» Brief:
Quote, without any change, the line that contains "Could you point to the cap" and all lines that follow it to the end of the data below.

» Record list:
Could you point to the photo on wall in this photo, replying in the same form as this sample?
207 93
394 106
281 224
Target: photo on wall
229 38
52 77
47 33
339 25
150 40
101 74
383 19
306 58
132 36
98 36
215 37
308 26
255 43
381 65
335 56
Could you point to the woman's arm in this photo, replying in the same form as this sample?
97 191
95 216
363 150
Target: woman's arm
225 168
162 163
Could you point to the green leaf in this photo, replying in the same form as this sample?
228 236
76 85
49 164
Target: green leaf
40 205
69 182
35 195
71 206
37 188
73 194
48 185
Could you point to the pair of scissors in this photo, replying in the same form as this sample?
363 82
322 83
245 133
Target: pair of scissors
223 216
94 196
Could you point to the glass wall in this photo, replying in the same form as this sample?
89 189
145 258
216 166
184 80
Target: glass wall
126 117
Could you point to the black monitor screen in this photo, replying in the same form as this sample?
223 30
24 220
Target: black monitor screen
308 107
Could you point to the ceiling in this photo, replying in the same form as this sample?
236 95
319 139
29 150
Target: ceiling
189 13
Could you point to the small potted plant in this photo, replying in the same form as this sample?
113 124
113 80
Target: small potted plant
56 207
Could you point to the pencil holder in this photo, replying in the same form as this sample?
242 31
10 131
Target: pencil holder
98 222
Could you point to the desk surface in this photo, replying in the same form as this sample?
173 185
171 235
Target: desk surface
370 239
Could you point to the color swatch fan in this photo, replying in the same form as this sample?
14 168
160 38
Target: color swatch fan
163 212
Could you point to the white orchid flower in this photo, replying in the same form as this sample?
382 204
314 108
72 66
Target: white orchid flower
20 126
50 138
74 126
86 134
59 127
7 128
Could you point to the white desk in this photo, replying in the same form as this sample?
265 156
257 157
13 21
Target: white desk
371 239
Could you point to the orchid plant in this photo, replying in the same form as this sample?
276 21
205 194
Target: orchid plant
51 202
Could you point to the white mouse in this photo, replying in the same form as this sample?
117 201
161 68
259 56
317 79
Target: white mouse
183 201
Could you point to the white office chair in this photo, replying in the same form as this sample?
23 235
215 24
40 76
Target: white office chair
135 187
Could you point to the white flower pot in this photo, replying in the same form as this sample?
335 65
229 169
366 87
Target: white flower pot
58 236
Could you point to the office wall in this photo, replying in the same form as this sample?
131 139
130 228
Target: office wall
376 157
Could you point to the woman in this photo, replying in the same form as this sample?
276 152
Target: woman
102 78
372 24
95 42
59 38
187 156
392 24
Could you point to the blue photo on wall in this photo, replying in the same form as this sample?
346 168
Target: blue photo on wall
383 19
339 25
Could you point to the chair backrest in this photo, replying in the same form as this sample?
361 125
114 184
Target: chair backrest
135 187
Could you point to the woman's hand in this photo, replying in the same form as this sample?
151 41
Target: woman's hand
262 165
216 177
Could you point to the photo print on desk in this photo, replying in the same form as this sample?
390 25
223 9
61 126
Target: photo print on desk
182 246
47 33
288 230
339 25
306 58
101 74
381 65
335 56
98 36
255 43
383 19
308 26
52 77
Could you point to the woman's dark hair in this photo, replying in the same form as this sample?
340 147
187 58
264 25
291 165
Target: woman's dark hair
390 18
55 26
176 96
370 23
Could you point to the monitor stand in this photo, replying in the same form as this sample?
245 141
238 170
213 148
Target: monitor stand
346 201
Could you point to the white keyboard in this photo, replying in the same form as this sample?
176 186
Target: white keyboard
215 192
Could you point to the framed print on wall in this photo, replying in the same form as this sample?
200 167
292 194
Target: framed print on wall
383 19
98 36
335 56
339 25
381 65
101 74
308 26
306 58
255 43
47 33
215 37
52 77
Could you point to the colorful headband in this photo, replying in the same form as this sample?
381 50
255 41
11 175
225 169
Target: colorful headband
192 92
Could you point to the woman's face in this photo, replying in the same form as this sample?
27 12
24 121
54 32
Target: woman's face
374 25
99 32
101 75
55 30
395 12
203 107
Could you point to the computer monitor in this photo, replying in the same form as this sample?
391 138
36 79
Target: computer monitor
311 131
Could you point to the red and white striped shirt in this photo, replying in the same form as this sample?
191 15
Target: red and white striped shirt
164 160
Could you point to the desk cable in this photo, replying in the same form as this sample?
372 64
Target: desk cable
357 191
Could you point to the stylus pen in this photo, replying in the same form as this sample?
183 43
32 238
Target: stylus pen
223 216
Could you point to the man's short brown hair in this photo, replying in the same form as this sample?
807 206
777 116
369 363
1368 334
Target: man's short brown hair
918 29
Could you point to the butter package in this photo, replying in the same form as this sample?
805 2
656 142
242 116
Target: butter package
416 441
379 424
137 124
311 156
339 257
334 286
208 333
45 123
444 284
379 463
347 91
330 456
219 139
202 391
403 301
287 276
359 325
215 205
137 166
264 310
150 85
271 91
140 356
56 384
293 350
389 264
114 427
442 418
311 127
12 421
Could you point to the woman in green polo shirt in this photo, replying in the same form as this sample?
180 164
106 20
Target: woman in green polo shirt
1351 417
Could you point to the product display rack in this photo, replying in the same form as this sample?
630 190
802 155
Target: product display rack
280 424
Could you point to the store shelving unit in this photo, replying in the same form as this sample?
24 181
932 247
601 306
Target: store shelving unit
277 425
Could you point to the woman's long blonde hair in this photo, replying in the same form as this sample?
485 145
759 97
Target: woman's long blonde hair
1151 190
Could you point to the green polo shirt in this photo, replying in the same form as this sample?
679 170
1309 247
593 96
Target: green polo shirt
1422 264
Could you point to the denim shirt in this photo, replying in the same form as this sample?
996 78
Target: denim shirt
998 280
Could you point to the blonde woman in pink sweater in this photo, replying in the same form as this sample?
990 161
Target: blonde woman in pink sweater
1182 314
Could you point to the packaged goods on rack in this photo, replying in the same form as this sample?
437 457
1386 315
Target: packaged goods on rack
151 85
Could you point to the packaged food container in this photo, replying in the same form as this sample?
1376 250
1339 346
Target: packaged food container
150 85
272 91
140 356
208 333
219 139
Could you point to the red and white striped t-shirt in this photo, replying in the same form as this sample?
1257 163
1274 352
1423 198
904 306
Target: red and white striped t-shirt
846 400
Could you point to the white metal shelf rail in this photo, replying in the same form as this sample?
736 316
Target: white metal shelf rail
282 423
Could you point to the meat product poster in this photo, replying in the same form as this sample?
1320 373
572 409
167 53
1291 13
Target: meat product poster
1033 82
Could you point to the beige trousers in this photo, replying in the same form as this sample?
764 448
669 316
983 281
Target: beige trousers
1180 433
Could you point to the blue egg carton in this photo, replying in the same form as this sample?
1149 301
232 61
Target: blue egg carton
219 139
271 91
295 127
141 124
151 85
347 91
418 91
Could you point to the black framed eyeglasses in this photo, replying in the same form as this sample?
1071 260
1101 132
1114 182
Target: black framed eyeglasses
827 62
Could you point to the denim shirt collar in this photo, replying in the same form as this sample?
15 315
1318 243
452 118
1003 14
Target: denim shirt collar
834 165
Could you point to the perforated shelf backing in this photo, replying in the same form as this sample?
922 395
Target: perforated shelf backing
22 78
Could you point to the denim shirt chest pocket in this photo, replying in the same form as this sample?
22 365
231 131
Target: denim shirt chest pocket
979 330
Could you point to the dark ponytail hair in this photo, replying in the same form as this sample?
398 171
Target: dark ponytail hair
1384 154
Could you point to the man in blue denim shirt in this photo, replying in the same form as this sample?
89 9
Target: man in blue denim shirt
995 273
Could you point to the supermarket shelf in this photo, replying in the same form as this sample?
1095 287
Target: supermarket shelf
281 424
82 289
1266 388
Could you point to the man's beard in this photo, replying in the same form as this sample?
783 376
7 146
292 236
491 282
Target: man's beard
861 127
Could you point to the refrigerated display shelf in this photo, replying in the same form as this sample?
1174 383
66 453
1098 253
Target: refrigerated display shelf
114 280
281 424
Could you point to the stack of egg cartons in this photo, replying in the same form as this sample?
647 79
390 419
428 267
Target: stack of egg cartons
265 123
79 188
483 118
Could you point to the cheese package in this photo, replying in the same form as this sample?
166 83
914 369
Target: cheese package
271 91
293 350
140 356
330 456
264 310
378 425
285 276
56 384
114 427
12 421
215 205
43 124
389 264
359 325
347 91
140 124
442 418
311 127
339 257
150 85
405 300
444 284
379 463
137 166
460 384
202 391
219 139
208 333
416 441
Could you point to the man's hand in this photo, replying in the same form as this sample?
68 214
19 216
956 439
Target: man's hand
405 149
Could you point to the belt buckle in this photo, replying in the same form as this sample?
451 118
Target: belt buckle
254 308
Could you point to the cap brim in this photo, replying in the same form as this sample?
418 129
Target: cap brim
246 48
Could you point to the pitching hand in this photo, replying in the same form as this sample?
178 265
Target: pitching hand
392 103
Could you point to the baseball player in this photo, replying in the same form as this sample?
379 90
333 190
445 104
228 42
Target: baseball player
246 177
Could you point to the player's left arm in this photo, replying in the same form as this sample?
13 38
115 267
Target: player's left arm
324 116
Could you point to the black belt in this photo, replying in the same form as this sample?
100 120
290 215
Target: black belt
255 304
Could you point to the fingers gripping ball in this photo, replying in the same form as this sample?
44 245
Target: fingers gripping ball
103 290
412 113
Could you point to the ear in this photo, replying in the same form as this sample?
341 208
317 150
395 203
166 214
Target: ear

» Answer to the exercise:
Could you point to the cap brim in this photo, replying in the same form as this sample?
418 129
Target: cap brim
246 48
Could you point to the pitching hand in this photo, replying in the same form as this sample?
178 265
Target: pitching hand
392 103
Could you point to the baseball player in this photo, replying in the same form as this sample?
379 90
333 190
445 104
228 42
Target: baseball player
246 177
Could you point to the player's left arm in this photo, replying in the same form as this sample?
13 38
115 267
Target: player's left arm
324 116
Could you point to the black belt in this photo, replying in the same form as this sample?
100 120
290 215
Target: black belt
255 304
Could you point to the fingers gripping ball in this photo, replying in the same form as this sample?
44 245
Target: fingers gripping ball
103 290
412 113
Could you point to the ear in this photo, replying in the same form as this sample?
341 208
317 150
395 203
166 214
Target: ear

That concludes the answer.